- TEXTE EXTRAIT:
Faute d’avoir les éléments chiffrés de la part du conseil régional des Pays de la Loire, nous avons lancé un appel aux structures touchées par les baisses de subventions décidées par la présidente. Résultat : un tableau recensant près de 200 organismes, privés d’aide régionale en 2025. Et l’inventaire des conséquences financières et sociales ne fait que commencer…

«L’investigation sans concession » n’est pas qu’un slogan. À Mediacités, c’est même notre colonne vertébrale, notre raison d’exister dans le paysage médiatique local et national. Évidemment, pour coller à cette exigence et fournir aux lecteurs ces informations que d’autres ne voudraient pas qu’ils connaissent, il faut se détacher des communiqués, des conférences de presse et de tous ces outils fournis clés en main par les professionnels de la com’. Il faut aussi savoir passer par la fenêtre quand la porte menant à une information d’intérêt public reste fermée. 

Depuis l’annonce du plan d’économies de 100 millions d’euros sur le budget 2025 de la Région des Pays de la Loire, c’est ce que font les journalistes de Mediacités Nantes. Alors que le gouvernement de Michel Barnier lui imposait une ponction de 40 millions d’euros au nom du rétablissement des comptes publics, la présidente (Horizons) Christelle Morançais a promis « d’aller en chercher » 60 millions de plus l’an prochain. Le 17 octobre dernier, depuis la tribune de l’hémicycle régional, elle déclarait ainsi : « C’est un effort inédit, important, exigeant, mais c’est un effort indispensable et salutaire. » Sans donner plus de détails sur les coupes budgétaires envisagées ni sur leurs conséquences.    

Le silence de Christelle Morançais

Dans la foulée, la quasi‐totalité des structures partenaires de la Région recevait une lettre type signée d’un(e) vice-président(e) du conseil régional et se concluant par ces mots : « Nous nous trouvons dans l’obligation de réviser et de prioriser l’ensemble de nos politiques publiques, mais aussi de renoncer à la plupart de nos partenariats, dont malheureusement la subvention à [nom de la structure]. » Une douche froide pour les associations, les réseaux, les chambres consulaires, etc, touchés par ces coupes budgétaires brutales, dont certains avaient déjà reçu l’assurance informelle de l’attribution de leur subvention. 

Combien de structures sont‐elles concernées par ces mesures inédites ? À quelle hauteur ? Avec quelles conséquences financières et sociales ? À ces questions, Mediacités n’a pas obtenu de réponses de la part du conseil régional. Nos confrères et consœurs des autres médias locaux n’ont pas été plus heureux. Au point que cette rétention d’informations et ce manque de transparence sur l’utilisation de l’argent public ont dû être dénoncés par les syndicats de journalistes et le club de la presse de Nantes, dans un communiqué commun.

Recensement des structures touchées

Puisque Christelle Morançais ne voulait pas rendre publiques ses coupes claires dans les subventions, Mediacités a lancé, le 28 novembre, un appel aux structures touchées. Dans un article intitulé « La liste des coupes budgétaires de la région Pays de la Loire », nous avons dévoilé les premiers éléments en notre possession et invité les organismes privés d’aide régionale à nous communiquer leur budget, le montant de la subvention de la Région, la hauteur de la baisse et les conséquences de cette suppression.

- DONNÉES:
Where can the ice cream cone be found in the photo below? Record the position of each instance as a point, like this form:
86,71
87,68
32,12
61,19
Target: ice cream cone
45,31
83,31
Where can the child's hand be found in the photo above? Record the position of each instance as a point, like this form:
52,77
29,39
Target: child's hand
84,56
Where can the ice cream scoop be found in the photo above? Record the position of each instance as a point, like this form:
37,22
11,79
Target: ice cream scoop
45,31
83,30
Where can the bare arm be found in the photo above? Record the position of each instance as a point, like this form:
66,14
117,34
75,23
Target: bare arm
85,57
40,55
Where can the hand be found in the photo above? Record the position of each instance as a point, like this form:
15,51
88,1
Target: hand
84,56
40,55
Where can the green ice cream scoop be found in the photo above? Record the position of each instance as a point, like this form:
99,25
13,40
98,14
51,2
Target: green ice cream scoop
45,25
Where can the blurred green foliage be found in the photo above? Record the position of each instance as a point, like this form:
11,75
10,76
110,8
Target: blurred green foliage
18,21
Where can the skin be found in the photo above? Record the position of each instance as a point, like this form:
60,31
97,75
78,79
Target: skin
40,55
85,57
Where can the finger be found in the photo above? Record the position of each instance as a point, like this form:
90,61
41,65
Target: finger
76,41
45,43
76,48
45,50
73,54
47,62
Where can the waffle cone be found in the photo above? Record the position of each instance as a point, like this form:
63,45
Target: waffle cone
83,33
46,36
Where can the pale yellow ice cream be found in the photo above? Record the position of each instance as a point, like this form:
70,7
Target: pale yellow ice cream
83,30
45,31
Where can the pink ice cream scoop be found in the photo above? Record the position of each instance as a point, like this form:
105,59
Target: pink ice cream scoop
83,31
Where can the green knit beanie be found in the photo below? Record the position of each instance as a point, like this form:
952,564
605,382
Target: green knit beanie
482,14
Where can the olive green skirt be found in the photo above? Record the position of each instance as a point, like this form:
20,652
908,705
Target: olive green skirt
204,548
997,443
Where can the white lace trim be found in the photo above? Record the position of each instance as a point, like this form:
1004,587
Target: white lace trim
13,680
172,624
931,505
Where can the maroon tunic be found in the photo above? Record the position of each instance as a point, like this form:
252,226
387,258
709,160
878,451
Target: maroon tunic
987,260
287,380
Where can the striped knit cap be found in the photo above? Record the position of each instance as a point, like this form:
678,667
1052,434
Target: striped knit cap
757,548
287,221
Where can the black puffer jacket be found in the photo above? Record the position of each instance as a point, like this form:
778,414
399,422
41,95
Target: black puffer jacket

- EXERCICE PROPOSÉ: Recopiez sans rien changer le passage du texte sur les baisses de subventions régionales, depuis « Combien de structures » jusqu'à « un communiqué commun. » inclus.

- RÉSULTAT ATTENDU:
Combien de structures sont‐elles concernées par ces mesures inédites ? À quelle hauteur ? Avec quelles conséquences financières et sociales ? À ces questions, Mediacités n’a pas obtenu de réponses de la part du conseil régional. Nos confrères et consœurs des autres médias locaux n’ont pas été plus heureux. Au point que cette rétention d’informations et ce manque de transparence sur l’utilisation de l’argent public ont dû être dénoncés par les syndicats de journalistes et le club de la presse de Nantes, dans un communiqué commun.